- **What the exercise asks**
Pick out each row below that contains the word "Could" and copy those rows in full.
---------------
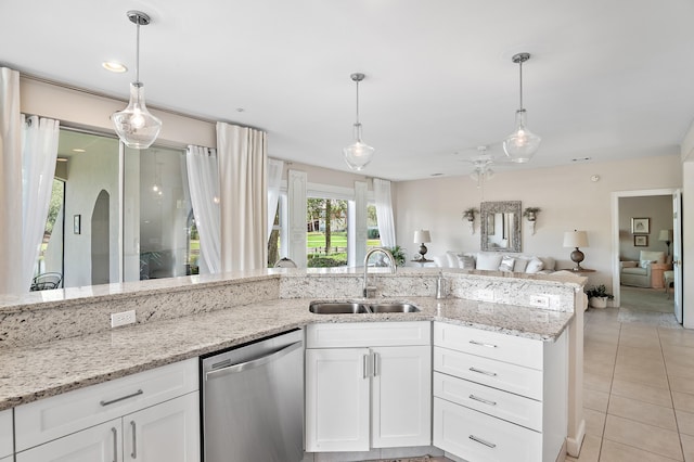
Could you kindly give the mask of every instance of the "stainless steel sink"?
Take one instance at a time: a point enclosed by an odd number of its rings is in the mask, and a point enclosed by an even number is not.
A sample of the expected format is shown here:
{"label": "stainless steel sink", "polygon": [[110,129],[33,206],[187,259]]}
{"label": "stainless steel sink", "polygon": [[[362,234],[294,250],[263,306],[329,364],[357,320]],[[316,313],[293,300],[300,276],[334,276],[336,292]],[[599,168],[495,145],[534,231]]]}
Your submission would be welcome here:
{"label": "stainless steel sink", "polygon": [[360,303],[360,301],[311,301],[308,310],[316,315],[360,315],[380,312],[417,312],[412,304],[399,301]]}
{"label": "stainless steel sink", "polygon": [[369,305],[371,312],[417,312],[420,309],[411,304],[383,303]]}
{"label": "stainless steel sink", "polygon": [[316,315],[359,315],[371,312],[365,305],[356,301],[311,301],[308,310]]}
---------------
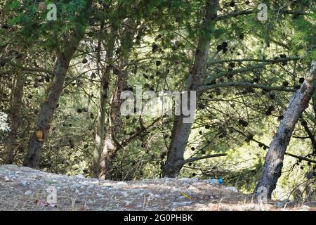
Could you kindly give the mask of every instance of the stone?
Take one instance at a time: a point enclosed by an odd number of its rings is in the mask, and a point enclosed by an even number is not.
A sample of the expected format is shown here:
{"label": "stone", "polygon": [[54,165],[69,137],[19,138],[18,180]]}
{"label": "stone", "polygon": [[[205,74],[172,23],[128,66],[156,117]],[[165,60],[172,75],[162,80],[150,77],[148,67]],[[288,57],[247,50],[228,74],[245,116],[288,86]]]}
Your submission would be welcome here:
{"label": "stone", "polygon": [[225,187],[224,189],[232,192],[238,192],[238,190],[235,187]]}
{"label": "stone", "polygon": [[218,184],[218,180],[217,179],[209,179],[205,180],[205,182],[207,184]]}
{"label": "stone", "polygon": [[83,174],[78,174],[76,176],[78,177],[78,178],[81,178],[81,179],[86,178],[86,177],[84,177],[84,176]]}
---------------
- **Result of this exercise**
Could you kindly give the mask of every instance of the "stainless steel sink"?
Could you kindly give the mask of every instance of the stone?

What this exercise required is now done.